==== ОТРЫВОК ТЕКСТА ====

Одна, в незнакомом городе, да еще и в интересном положении. Приходилось подстраиваться под ситуации и находить решения самостоятельно.
Элементарно, никто не может принести тебе покушать что-то вкусненькое в больницу, просто потому что некому, ты – один в чужом городе.
А как хочется «мирских» деликатесов в больнице, да и еще будучи беременной, думаю, знает каждый. В роддоме мне пришлось провести около трех недель, так как роды – это процесс сугубо индивидуальный, никогда не знаешь, когда встретишься со своим малышом.
И вот он, час икс, да не все так просто. Экстренное кесарево сечение: доктора не слышат сердцебиения малышки. Всё пролетело в один миг. Все куда-то бегут. Я читаю легкую панику на лицах медперсонала и практически в неосознанном состоянии подписываю какие-то бумаги на проведение предстоящей операции. И вот уже операционный стол. В этот момент я ненавижу всех, и прежде всего саму себя. Моя жизнь закончена: мой настрой был на самостоятельные роды. Тем не менее, выполняю все указания врачей.

==== ИСХОДНЫЕ ДАННЫЕ ====

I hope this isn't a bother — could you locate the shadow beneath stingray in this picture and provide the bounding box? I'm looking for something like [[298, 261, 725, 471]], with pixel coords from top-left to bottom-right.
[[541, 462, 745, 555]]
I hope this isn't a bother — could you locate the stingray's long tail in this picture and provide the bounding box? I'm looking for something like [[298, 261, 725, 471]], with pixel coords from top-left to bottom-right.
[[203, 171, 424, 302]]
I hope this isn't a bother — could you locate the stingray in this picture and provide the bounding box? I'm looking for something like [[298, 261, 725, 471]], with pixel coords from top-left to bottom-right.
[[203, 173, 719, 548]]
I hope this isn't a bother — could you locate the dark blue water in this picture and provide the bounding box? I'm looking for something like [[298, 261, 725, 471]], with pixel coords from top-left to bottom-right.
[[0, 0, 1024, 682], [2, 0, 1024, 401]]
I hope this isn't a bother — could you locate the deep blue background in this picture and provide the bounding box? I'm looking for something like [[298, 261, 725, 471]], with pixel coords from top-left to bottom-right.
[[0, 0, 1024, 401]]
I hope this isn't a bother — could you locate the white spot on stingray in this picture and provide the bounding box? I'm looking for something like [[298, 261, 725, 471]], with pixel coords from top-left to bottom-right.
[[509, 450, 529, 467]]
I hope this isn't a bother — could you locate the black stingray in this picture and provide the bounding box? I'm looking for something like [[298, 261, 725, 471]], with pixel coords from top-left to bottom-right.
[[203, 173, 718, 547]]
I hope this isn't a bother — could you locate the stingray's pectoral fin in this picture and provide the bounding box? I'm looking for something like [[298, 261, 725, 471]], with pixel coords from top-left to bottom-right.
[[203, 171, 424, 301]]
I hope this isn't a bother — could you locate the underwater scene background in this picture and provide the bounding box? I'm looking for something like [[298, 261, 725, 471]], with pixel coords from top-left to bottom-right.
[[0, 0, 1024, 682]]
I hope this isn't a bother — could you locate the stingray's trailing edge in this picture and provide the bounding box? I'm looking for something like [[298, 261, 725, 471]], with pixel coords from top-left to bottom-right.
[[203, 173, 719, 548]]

====

ЧТО НУЖНО СДЕЛАТЬ
#1 Перепишите часть рассказа о родах от «А как хочется» до «со своим малышом.», поставив «родильном доме» вместо «роддоме».
#2 Допишите, пожалуйста, следующую часть рассказа о родах, начав сразу после его последнего предложения.

РЕЗУЛЬТАТЫ
#1
А как хочется «мирских» деликатесов в больнице, да и еще будучи беременной, думаю, знает каждый. В родильном доме мне пришлось провести около трех недель, так как роды – это процесс сугубо индивидуальный, никогда не знаешь, когда встретишься со своим малышом.

#2
Из разговора хирурга понимаю, что операция началась.
Проходит какое-то время, я осознаю, что ребенка достали, но… я не слышу крика своей крошки.
Единственное, что я поняла, она жива. Мне даже ее не показали, экстренная реанимация. После окончания операции я тоже в реанимации с подобными мамочками. Закончился непродолжительный сон и всем стали приносить детей на кормление, но только не мне…. На протяжении нескольких часов мне никто не говорил, что же с моим ребенком. Был один ответ: «Придет врач и все скажет». А его не было, врача-то. И лишь под вечер, когда мне разрешили встать, я смогла узнать, что ребенок жив.
Месяц мы провели в перинатальном центре, набирая вес для предстоящей операции на сердце. Месяц бессонных ночей: малышке требовалось сцеженное молоко каждые три часа независимо от времени суток. И вот, долгожданная детская кардиология, моя надежда на всё.
И очередной приговор: «Девочка не операбельна, езжайте домой, и живите счастливо, сколько Бог даст».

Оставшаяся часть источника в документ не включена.